■ EXERCISE DIRECTIONS: Reproduce every one of the following entries verbatim, keeping them in their original order.

■ DATA LINES:
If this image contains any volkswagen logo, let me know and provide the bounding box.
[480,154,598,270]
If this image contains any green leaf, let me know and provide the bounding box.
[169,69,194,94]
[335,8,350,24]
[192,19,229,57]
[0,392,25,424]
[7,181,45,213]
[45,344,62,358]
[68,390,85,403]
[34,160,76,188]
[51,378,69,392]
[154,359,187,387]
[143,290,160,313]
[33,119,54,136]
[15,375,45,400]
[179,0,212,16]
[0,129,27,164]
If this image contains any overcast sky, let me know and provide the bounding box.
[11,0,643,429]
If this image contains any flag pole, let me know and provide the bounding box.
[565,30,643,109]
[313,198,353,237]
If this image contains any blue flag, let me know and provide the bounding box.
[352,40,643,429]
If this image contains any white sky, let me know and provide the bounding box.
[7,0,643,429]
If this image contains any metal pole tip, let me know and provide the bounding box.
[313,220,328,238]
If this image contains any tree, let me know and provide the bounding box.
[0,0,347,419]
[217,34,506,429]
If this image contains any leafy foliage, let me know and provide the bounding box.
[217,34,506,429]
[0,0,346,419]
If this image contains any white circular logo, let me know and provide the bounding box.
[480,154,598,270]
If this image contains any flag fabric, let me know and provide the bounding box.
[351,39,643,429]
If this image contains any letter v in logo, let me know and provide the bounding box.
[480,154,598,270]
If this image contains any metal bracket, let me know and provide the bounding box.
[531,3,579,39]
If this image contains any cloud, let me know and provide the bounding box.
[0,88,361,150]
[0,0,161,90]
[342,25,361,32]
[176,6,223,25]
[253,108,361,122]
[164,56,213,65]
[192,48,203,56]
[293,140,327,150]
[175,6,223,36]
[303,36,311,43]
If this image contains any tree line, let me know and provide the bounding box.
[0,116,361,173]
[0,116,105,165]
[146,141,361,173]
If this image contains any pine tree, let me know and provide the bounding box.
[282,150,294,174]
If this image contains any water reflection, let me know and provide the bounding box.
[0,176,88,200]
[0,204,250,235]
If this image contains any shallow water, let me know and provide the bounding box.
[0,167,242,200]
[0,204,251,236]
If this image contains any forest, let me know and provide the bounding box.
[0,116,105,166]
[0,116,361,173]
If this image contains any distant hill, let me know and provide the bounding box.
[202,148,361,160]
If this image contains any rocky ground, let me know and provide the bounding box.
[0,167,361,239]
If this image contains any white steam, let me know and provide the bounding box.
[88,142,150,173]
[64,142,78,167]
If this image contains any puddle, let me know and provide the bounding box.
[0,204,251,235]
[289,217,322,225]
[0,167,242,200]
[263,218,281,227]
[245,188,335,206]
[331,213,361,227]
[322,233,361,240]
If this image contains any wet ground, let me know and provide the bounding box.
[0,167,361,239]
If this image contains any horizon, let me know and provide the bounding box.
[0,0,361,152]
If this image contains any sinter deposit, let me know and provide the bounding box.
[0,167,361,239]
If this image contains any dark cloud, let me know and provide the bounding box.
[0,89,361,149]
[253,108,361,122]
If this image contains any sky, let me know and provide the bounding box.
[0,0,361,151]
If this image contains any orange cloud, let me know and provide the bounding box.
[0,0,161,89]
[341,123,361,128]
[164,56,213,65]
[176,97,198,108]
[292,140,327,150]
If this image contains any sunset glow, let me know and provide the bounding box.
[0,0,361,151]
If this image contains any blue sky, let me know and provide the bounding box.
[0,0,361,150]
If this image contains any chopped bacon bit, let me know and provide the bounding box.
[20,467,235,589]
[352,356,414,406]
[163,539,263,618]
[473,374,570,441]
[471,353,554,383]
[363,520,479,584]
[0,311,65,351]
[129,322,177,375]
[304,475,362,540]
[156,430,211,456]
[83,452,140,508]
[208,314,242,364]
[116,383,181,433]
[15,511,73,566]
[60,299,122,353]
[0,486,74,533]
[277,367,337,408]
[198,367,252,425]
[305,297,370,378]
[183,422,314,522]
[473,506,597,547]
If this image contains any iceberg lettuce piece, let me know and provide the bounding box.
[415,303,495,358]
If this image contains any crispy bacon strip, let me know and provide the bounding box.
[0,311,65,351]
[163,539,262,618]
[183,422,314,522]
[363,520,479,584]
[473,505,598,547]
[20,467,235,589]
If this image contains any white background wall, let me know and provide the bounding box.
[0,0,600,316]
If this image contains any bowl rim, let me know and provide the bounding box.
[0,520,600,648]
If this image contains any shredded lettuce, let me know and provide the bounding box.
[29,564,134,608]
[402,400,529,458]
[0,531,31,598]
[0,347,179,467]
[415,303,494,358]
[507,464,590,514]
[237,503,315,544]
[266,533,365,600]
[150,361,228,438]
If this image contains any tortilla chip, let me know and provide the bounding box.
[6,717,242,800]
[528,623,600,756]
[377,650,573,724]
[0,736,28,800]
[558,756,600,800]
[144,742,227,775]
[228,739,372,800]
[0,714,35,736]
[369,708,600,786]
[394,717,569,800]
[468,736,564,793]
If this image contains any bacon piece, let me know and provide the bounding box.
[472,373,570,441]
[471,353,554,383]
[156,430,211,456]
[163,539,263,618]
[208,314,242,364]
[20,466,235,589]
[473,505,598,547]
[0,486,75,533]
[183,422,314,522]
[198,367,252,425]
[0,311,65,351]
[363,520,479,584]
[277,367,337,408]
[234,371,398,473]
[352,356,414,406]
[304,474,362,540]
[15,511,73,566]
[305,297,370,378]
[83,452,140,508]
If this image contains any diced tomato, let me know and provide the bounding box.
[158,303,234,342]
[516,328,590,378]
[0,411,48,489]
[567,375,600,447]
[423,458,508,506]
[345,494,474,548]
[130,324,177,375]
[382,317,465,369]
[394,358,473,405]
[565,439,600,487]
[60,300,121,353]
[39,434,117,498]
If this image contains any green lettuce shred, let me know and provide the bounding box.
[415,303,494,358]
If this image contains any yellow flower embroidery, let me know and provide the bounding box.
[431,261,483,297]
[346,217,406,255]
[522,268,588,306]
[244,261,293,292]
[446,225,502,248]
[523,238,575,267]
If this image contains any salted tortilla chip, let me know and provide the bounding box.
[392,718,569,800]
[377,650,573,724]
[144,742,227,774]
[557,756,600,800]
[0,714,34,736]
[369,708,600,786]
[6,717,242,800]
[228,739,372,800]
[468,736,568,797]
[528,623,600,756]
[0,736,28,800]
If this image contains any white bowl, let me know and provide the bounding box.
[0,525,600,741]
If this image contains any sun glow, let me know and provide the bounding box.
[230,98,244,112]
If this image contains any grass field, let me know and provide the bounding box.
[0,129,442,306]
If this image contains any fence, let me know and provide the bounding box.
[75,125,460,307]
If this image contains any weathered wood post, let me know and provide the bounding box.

■ FULL SOLUTION:
If this image contains any volkswagen logo, let me know and provide the bounding box.
[480,154,598,270]
If this image contains any green leaf, let me know and provide the bounding box.
[169,69,194,94]
[335,8,350,24]
[192,19,229,57]
[0,392,25,424]
[7,181,45,213]
[45,344,62,358]
[68,390,85,403]
[34,160,76,188]
[51,378,69,392]
[154,359,187,387]
[143,290,160,313]
[33,119,54,136]
[15,375,45,400]
[179,0,212,16]
[0,129,27,164]
If this image contains any overcast sky, let me know and provide the bounding box.
[11,0,643,429]
If this image contains any flag pole, let me know and provide the bounding box.
[565,30,643,109]
[313,198,353,237]
If this image contains any blue flag, let me know and provide the bounding box.
[352,40,643,429]
If this image contains any white sky, let me know and provide the bounding box.
[7,0,643,429]
If this image contains any metal pole tip, let me know and provide the bounding box.
[313,220,328,238]
If this image contains any tree, let me know and provide the bounding box.
[0,0,347,419]
[217,34,506,429]
If this image contains any leafy foliage, let me know and provide the bounding box.
[217,34,506,429]
[0,0,346,419]
If this image contains any white circular logo, let me know and provide the bounding box.
[480,154,598,270]
If this image contains any flag fabric, let me know and provide the bounding box.
[351,39,643,429]
If this image contains any letter v in logo, let me know and provide the bounding box.
[480,154,598,270]
If this image contains any metal bracket, let me know and provide the bounding box.
[531,3,579,39]
If this image contains any cloud, let me know and provide the bounding box.
[0,88,361,150]
[0,0,161,90]
[342,25,361,32]
[176,6,223,25]
[253,108,361,122]
[164,56,213,65]
[192,48,203,56]
[293,140,327,150]
[175,6,223,36]
[303,36,311,43]
If this image contains any tree line, let me know and provide the bounding box.
[0,116,361,173]
[0,116,105,165]
[146,141,361,173]
If this image contains any pine tree, let me know and provide the bounding box.
[282,150,294,174]
If this image contains any water reflection, let me know and provide the bounding box.
[0,176,88,200]
[0,204,250,235]
If this image contains any shallow water, let me know and provide the bounding box.
[0,167,242,200]
[0,204,251,236]
If this image contains any forest, let me know and provide the bounding box.
[0,116,105,166]
[0,116,361,173]
If this image contains any distant hill, let me know and provide the bounding box.
[202,148,361,160]
If this image contains any rocky ground, let me know and provide the bounding box.
[0,167,361,239]
If this image contains any white steam, let me know and provide the bounding box.
[88,142,150,173]
[64,142,78,167]
If this image contains any puddle, let me know and provide the bounding box.
[0,204,251,235]
[289,217,322,225]
[0,167,242,200]
[263,218,281,227]
[245,188,335,206]
[331,213,361,227]
[322,233,361,240]
If this image contains any wet ground, let me know and provide the bounding box.
[0,167,361,239]
If this image contains any horizon, let me know and provide the bounding box.
[0,0,361,152]
If this image contains any sinter deposit, let me know and provide the bounding box.
[0,167,361,239]
If this image contains any dark cloud, let me know and provide the bounding box.
[0,89,361,149]
[253,108,361,122]
If this image contains any sky, let me know and provide the bounding box.
[0,0,361,151]
If this image contains any orange cloud, let me know and provide the bounding box.
[0,0,161,89]
[341,123,361,128]
[164,56,213,65]
[176,97,198,108]
[292,140,327,150]
If this image contains any sunset glow, let me know and provide the bounding box.
[0,0,361,151]
If this image contains any blue sky, let me know and provide the bounding box.
[0,0,361,150]
If this image contains any chopped bacon bit, let me know and provide the bounding box.
[20,467,235,589]
[352,356,414,406]
[163,539,263,618]
[473,374,570,441]
[471,353,554,383]
[363,520,479,584]
[0,311,65,351]
[129,322,177,375]
[304,475,362,540]
[156,430,211,456]
[83,452,140,508]
[208,314,242,364]
[116,383,181,433]
[15,511,73,566]
[60,299,122,353]
[0,486,74,533]
[277,367,337,408]
[198,367,252,425]
[305,297,370,378]
[183,422,314,522]
[473,506,597,547]
If this image contains any iceberg lettuce piece, let me know and provide the bounding box.
[415,303,495,358]
If this image contains any crispy bacon strip, let me know and provide the bounding box.
[0,311,65,351]
[163,539,262,618]
[183,422,314,522]
[363,520,479,584]
[473,505,598,547]
[20,467,235,589]
If this image contains any white background wall, let me know and provide the bounding box.
[0,0,600,316]
If this image contains any bowl rim, let me know and provide the bounding box.
[0,520,600,648]
If this image contains any shredded lettuce, let me know and provide the bounding box.
[29,564,134,608]
[402,400,529,458]
[0,531,31,598]
[0,347,179,467]
[415,303,494,358]
[507,464,590,514]
[237,503,315,544]
[266,533,365,600]
[150,361,228,438]
If this image contains any tortilla chip, let me know and provide the bounding box.
[6,717,242,800]
[528,623,600,756]
[377,650,573,724]
[0,736,28,800]
[558,756,600,800]
[144,742,227,775]
[228,739,372,800]
[0,714,35,736]
[369,708,600,786]
[394,717,569,800]
[468,736,564,793]
If this image contains any bacon piece, let me know and provide the bounding box.
[472,373,570,441]
[471,353,554,383]
[156,430,211,456]
[163,539,263,618]
[208,314,242,364]
[20,466,235,589]
[473,505,598,547]
[0,486,75,533]
[183,422,314,522]
[198,367,252,425]
[0,311,65,351]
[363,520,479,584]
[277,367,337,408]
[234,371,398,473]
[352,356,414,406]
[304,474,362,540]
[15,511,73,566]
[305,297,370,378]
[83,452,140,508]
If this image contains any diced tomato, let me know and provide the bounding box.
[158,303,234,342]
[516,328,590,378]
[0,411,48,489]
[567,375,600,447]
[423,458,508,506]
[345,494,474,548]
[130,324,177,375]
[382,317,465,369]
[394,358,473,405]
[565,439,600,487]
[60,300,121,353]
[39,434,117,498]
If this image contains any green lettuce shred, let me know and provide the bounding box.
[415,303,494,358]
If this image contains any yellow flower embroidery, let me know and provide the bounding box.
[431,261,483,297]
[346,217,406,255]
[522,268,588,306]
[244,261,293,292]
[446,225,502,248]
[523,238,575,267]
If this image contains any salted tortilla chip, let me know and provide the bounding box.
[392,718,569,800]
[377,650,573,724]
[144,742,227,774]
[557,756,600,800]
[0,714,34,736]
[369,708,600,786]
[6,717,242,800]
[228,739,372,800]
[468,736,568,797]
[528,623,600,756]
[0,736,28,800]
If this image contains any white bowl, let me know and provide the bounding box.
[0,525,600,741]
If this image contains any sun glow, let me know and provide the bounding box.
[230,98,244,112]
If this image contains any grass field, let me know and provide the bounding box.
[0,129,442,306]
If this image contains any fence, let me know and provide the bounding box.
[75,125,460,307]
If this image contains any weathered wood post, let me know and provide the bounding box.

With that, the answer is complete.